→ Task details: Repeat the data word for word, excluding every picture.

Data under study START

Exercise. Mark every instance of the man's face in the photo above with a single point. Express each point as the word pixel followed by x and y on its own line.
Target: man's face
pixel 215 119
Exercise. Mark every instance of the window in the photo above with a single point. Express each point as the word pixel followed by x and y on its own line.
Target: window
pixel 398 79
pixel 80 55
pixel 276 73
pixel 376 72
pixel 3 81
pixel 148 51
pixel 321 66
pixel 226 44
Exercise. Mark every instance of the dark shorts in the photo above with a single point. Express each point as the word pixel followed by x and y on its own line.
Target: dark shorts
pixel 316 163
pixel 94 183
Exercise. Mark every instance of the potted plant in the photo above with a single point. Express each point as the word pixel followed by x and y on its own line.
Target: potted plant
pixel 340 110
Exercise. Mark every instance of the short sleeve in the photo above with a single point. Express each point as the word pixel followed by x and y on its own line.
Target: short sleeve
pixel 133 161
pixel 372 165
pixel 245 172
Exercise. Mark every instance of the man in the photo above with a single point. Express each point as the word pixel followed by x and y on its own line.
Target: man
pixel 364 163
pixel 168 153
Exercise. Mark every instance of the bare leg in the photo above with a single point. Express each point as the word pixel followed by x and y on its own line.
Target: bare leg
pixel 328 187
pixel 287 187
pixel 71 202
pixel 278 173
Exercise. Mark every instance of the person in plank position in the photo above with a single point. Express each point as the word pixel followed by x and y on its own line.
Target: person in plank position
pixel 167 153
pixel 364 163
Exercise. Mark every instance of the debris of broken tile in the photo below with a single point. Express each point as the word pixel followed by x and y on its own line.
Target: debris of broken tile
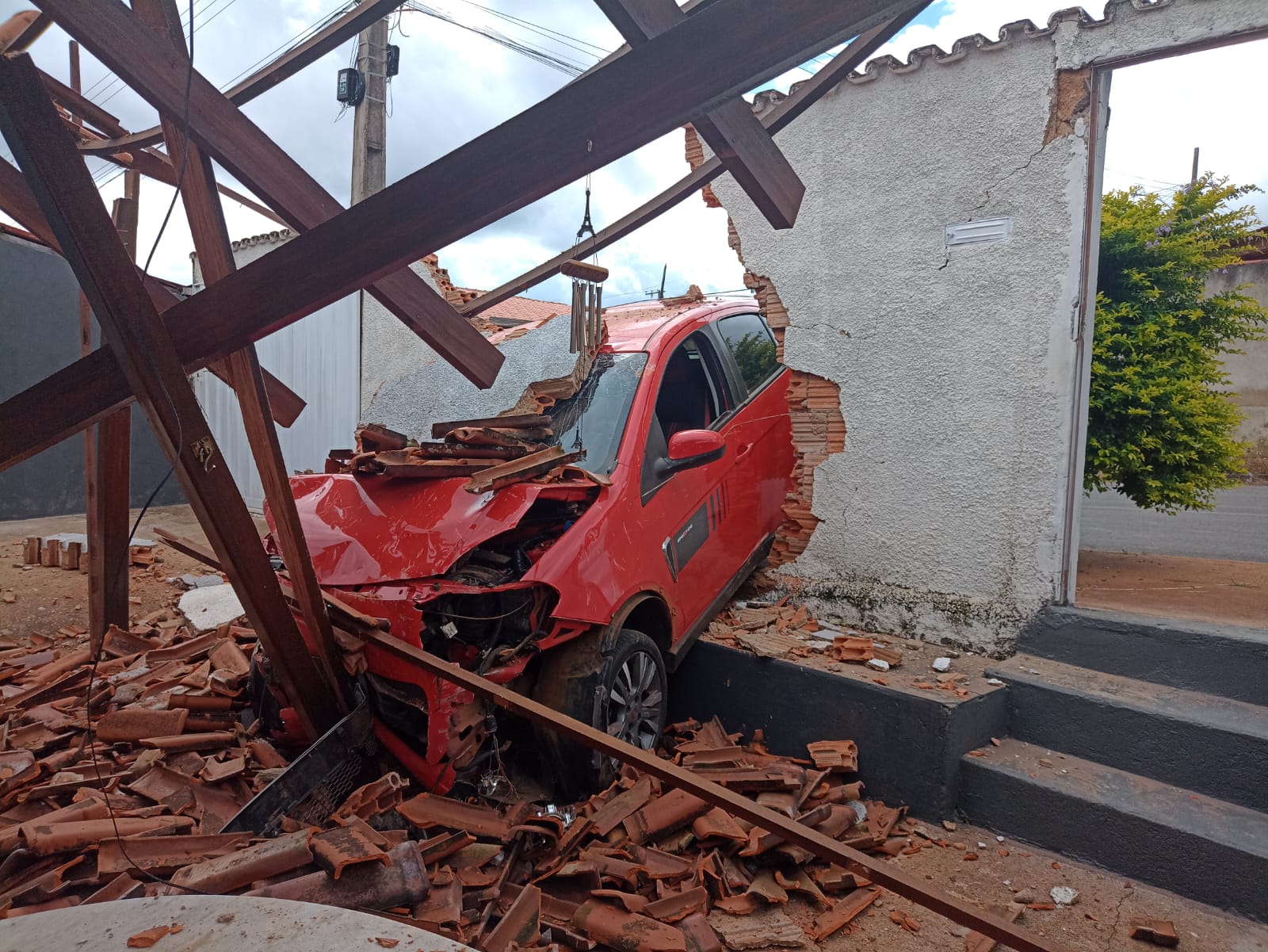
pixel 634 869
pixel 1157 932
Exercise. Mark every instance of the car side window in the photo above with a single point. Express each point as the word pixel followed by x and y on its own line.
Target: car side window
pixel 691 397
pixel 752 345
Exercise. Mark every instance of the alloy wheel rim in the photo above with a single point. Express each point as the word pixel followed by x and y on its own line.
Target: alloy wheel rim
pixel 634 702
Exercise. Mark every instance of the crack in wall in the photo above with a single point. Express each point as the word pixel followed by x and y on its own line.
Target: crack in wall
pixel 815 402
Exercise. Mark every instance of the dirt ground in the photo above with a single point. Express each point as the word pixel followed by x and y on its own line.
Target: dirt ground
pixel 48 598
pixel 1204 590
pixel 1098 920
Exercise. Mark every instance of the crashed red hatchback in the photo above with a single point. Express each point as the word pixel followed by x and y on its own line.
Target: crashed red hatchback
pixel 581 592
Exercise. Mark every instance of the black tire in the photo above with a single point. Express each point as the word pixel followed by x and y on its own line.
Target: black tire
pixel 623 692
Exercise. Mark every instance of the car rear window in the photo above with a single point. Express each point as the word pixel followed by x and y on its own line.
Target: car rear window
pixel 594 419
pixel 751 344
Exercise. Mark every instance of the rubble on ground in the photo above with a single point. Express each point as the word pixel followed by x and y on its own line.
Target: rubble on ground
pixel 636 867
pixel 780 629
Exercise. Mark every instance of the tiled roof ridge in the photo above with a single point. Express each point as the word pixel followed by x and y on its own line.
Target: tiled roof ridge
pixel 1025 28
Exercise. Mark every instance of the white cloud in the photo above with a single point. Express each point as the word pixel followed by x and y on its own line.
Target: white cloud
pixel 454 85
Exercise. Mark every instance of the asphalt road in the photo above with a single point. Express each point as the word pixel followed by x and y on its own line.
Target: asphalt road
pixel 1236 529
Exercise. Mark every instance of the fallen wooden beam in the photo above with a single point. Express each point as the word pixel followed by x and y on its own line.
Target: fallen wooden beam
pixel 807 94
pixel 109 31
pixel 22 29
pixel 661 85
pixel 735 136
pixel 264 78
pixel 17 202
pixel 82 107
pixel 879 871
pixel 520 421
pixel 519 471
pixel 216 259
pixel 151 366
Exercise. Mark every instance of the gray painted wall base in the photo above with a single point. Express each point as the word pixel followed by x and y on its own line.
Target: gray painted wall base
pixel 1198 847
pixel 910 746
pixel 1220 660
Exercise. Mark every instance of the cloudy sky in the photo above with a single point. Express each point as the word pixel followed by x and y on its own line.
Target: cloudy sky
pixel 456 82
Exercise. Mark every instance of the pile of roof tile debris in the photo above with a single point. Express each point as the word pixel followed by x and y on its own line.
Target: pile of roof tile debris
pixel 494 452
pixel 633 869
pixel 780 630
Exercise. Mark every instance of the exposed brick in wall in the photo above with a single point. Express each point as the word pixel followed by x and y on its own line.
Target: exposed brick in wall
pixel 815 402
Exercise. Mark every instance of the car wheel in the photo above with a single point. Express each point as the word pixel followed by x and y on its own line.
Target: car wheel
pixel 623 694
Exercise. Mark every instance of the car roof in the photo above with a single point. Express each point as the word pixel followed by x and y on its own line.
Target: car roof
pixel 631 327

Data under study END

→ Solved problem:
Exercise. Mark every instance of the man's face in the photo above with a single point. Express each point as the word pixel followed by x and y on its own line.
Target: man's face
pixel 215 119
Exercise. Mark every instance of the window in the photo above with a single point. Express each point as the word pixel followed by x and y on its own line.
Target: window
pixel 398 79
pixel 80 55
pixel 276 73
pixel 376 72
pixel 3 81
pixel 148 51
pixel 321 66
pixel 226 44
Exercise. Mark every instance of the dark shorts in the photo above with a single point. Express each point as the word pixel followed by x and y on its own line.
Target: dark shorts
pixel 316 163
pixel 94 183
Exercise. Mark every instance of the potted plant in the photo above with a single point. Express each point as the word pixel followed by x and y on its own line.
Target: potted plant
pixel 340 110
Exercise. Mark every instance of the short sleeve in the photo above with a single point. Express each point as the word pixel followed by x and y on its own line.
Target: short sleeve
pixel 133 161
pixel 372 165
pixel 245 172
Exercise. Mark every instance of the man in the photo above with a single point. Express each point as the word pixel followed by x and y on its own line.
Target: man
pixel 364 163
pixel 168 153
Exercise. Mark every instance of the bare leg in the photo above with a single point. Express each point as the word pixel followed by x and y on its own line.
Target: bare leg
pixel 328 187
pixel 287 187
pixel 71 202
pixel 278 173
Exercise. Mark every instance of the person in plank position in the photo above with a single point. Express each point as the word pixel followed by x and y on its own line.
Target: person in plank position
pixel 167 153
pixel 364 163
Exercise. Mark every instance of the debris of broken tile in the photo below with a single point. Express each point as the word pixel followed by x and y on its own line.
Target: debris of broken tile
pixel 634 869
pixel 1157 932
Exercise. Mark every instance of the car side window in the photo above with a single point. Express each point as the word pixel followed by x and y on its own line.
Target: car side window
pixel 691 397
pixel 752 345
Exercise. Mark every instance of the alloy wheel rim in the photo above with a single point. Express each point as the word pixel followed by x and y on its own line.
Target: alloy wheel rim
pixel 634 702
Exercise. Mark every instance of the crack in wall in the photo above with a single point. Express each point as the word pixel followed by x and y on its own line.
Target: crack in wall
pixel 815 402
Exercise. Mark every instance of the dirt ground in the photo above with a single point. Express each point as the word pixel followed by x and y on its own line.
Target: dirt ground
pixel 48 598
pixel 1204 590
pixel 1098 920
Exercise. Mark every instance of the crashed red hatchback in the photo above with a single point. Express each point as the word pixel followed by x and y on its own line.
Target: crashed red hatchback
pixel 581 592
Exercise. Mark every instance of the black tire in the photo above with a single point. Express each point as the word pixel followed by x and y on its own line.
Target: black tire
pixel 623 692
Exercise. Mark every instance of the car rear window in the photo above with a single point. Express each point as the word pixel followed by x and y on its own line.
Target: car rear window
pixel 594 419
pixel 751 344
Exercise. Mark every instance of the rubble on ground in the photo above with a single point. Express each point as the word pixel followed by x and y on its own line.
Target: rubble on ground
pixel 636 867
pixel 780 629
Exercise. Mark every instance of the tiled roof ridge in the photo above with a single point. Express each point as the word pixel followed by x and y on its own line.
Target: tiled roof ridge
pixel 1025 28
Exercise. Mark every instance of the white cloud in the photo above with a single point. Express each point as the word pixel followed by x and y on its own line.
Target: white cloud
pixel 454 85
Exercise. Mark every instance of the asphalt road in the photo above with a single point. Express each point as the word pixel followed by x and y on its own line.
Target: asphalt road
pixel 1236 529
Exercise. Mark every instance of the fallen wooden beam in the photo above with a single point. Express each point as the word pixel followed by x and y on its own line.
Target: fallen wooden beam
pixel 807 94
pixel 109 31
pixel 22 29
pixel 661 85
pixel 735 136
pixel 264 78
pixel 17 202
pixel 82 107
pixel 879 871
pixel 520 421
pixel 519 471
pixel 216 259
pixel 151 366
Exercise. Mark every instance of the gray painted wall base in the photo above with a single point. Express each point as the word pixel followed by x and y on its own line.
Target: gray painted wall base
pixel 1198 847
pixel 910 746
pixel 1220 660
Exercise. Mark every instance of the cloudy sky in the photo above with a single point. Express each point as the word pixel followed by x and y on its own line.
Target: cloudy sky
pixel 456 82
Exercise. Mark every instance of the pile of roof tile debris in the photo above with a single point. Express each point as the word pixel followed by x and y on its own line.
Target: pile of roof tile debris
pixel 494 452
pixel 633 869
pixel 780 630
Exercise. Mark every instance of the exposed brick in wall in the photo above with a single point. Express each point as the word pixel followed by x and y on its own line.
Target: exposed brick in wall
pixel 815 402
Exercise. Mark every instance of the car wheel in the photo above with a single point. Express each point as the word pixel followed by x and y on its own line.
Target: car wheel
pixel 623 694
Exercise. Mark every instance of the car roof in the photo above with a single point. Express each point as the word pixel followed by x and y on its own line.
Target: car roof
pixel 631 327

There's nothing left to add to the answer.